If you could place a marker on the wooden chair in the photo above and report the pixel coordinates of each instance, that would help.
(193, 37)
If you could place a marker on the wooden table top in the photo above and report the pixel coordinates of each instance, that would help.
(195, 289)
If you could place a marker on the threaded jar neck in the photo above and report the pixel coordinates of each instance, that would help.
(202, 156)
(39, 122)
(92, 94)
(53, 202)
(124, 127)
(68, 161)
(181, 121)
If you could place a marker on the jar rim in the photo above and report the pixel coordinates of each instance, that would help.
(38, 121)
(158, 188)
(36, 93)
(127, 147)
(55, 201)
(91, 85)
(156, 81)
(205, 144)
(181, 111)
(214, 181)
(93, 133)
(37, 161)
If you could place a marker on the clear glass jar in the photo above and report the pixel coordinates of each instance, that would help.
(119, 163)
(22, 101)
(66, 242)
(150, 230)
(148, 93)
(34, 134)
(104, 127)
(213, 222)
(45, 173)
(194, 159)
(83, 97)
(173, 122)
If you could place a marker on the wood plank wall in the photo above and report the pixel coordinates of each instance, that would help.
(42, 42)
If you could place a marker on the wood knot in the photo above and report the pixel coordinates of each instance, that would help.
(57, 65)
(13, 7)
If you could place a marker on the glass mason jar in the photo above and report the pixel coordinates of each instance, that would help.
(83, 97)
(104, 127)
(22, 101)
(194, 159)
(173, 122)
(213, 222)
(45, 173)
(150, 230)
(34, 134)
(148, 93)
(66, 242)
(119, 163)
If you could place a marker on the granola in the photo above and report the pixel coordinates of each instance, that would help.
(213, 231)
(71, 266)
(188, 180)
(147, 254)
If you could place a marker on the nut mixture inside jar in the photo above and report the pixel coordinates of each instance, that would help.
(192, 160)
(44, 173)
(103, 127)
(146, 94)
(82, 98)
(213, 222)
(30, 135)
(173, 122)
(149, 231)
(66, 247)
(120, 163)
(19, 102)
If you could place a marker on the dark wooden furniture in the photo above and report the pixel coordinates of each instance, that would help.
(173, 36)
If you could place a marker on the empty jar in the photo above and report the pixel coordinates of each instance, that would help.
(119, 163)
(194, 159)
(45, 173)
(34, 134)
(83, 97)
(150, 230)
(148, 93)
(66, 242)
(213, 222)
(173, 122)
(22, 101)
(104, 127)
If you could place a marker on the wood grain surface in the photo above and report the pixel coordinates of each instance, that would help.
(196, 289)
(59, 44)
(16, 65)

● ● ● ● ● ● ●

→ Problem to work on
Give every entry again, exactly as it reads.

→ Solution to the problem
If you could place a marker on the wooden chair in the photo above and report the pixel coordinates of each instance, that would help.
(193, 37)
If you could place a marker on the wooden table top in the photo above and report the pixel coordinates of each instance, that would help.
(195, 289)
If you could place a marker on the threaded jar neck in the photo above and report the pixel coordinates of each instance, that would help.
(202, 156)
(39, 122)
(92, 94)
(53, 202)
(124, 127)
(68, 161)
(181, 121)
If you could place a marker on the jar rim in the photo above and report the pixel coordinates of each instance, that would help.
(38, 121)
(158, 188)
(36, 93)
(127, 147)
(55, 201)
(91, 85)
(156, 81)
(205, 144)
(181, 111)
(214, 181)
(93, 133)
(37, 161)
If you could place a marker on the clear glass jar in the photo above and report the pixel coordinates of each instance, that would help.
(119, 163)
(22, 101)
(66, 242)
(150, 230)
(148, 93)
(34, 134)
(104, 127)
(213, 222)
(45, 173)
(194, 159)
(83, 97)
(173, 122)
If you could place a marker on the wood plank wall in the photo above and report the pixel coordinates of each instance, that would help.
(42, 42)
If you could place a marker on the wood knot in the photo above and report the pixel coordinates of each instance, that would help.
(57, 65)
(13, 7)
If you could place a marker on the glass mason jar in the photo above and report the pixel coordinates of each instance, that would help.
(83, 97)
(104, 127)
(22, 101)
(194, 159)
(173, 122)
(213, 222)
(45, 173)
(150, 230)
(34, 134)
(148, 93)
(66, 242)
(119, 163)
If you could place a marker on the granola in the photo above and report the pixel coordinates of each instance, that would help.
(213, 231)
(71, 266)
(188, 180)
(147, 254)
If you could place a marker on the nut mixture inside jar in the photo above and report the pixel coordinates of each instance, that would help.
(192, 160)
(44, 173)
(103, 127)
(146, 94)
(82, 98)
(213, 222)
(30, 135)
(173, 122)
(149, 231)
(66, 247)
(120, 163)
(19, 102)
If you could place a marker on the dark wooden furniture in the photo above and report the pixel coordinates of each instance, that would help.
(173, 36)
If you could place a marker on the empty jar in the photo above and report the pixel coordinates of each instance, that would help.
(119, 163)
(194, 159)
(45, 173)
(34, 134)
(83, 97)
(150, 230)
(148, 93)
(66, 242)
(213, 222)
(173, 122)
(22, 101)
(104, 127)
If you could place a marker on the wood grain surface in the photo above and report the pixel coordinates of each instance, that would help.
(196, 289)
(59, 44)
(16, 65)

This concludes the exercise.